Entries taken from a collection:
::::::::::

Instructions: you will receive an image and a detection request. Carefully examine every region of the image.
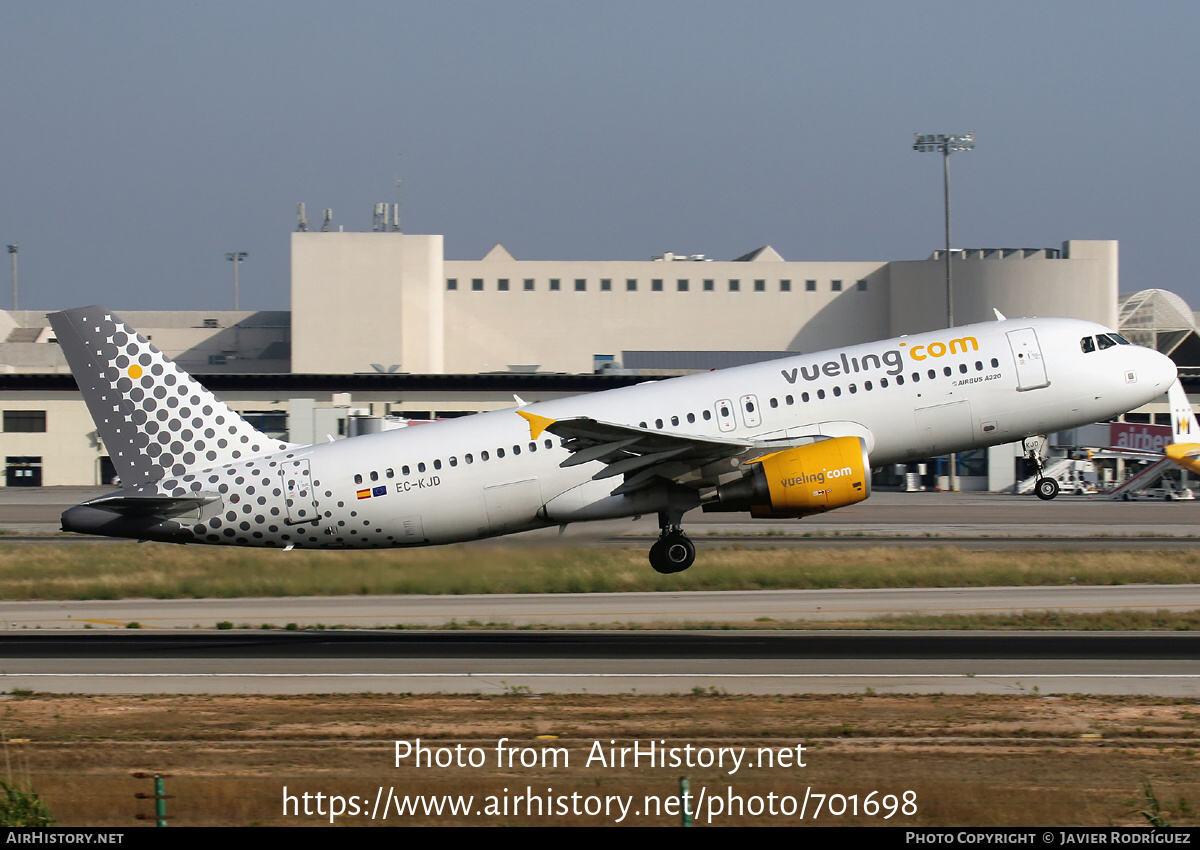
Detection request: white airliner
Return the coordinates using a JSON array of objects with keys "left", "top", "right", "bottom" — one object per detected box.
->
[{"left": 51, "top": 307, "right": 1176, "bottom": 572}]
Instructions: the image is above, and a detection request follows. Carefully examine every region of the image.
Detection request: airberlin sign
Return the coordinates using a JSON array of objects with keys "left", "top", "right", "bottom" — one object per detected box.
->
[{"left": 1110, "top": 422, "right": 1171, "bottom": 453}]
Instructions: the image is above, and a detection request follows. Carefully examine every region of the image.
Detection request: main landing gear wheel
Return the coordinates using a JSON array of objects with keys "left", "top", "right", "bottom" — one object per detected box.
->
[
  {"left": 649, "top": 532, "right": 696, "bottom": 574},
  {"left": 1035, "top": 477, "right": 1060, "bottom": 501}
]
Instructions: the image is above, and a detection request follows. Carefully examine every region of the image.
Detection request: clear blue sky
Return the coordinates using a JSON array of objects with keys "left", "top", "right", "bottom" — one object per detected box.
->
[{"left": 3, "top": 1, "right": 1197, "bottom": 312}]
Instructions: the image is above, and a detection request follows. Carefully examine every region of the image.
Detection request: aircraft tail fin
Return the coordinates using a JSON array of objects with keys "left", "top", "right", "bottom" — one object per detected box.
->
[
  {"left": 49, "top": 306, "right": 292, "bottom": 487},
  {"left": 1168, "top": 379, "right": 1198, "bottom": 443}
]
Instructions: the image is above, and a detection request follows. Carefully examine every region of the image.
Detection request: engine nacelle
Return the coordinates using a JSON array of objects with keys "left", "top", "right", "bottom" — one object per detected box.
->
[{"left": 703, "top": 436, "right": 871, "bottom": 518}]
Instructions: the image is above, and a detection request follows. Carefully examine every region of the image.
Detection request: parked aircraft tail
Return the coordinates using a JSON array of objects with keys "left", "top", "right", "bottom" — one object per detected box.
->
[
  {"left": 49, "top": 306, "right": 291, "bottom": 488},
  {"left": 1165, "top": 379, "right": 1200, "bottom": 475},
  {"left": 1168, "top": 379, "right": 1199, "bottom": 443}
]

::::::::::

**WHAT YOU NEED TO DO**
Go through the records above, find every line with the word "tail", and list those lines.

**YOUR SOLUTION**
Detection request: aircraft tail fin
Detection request: parked aircraft tail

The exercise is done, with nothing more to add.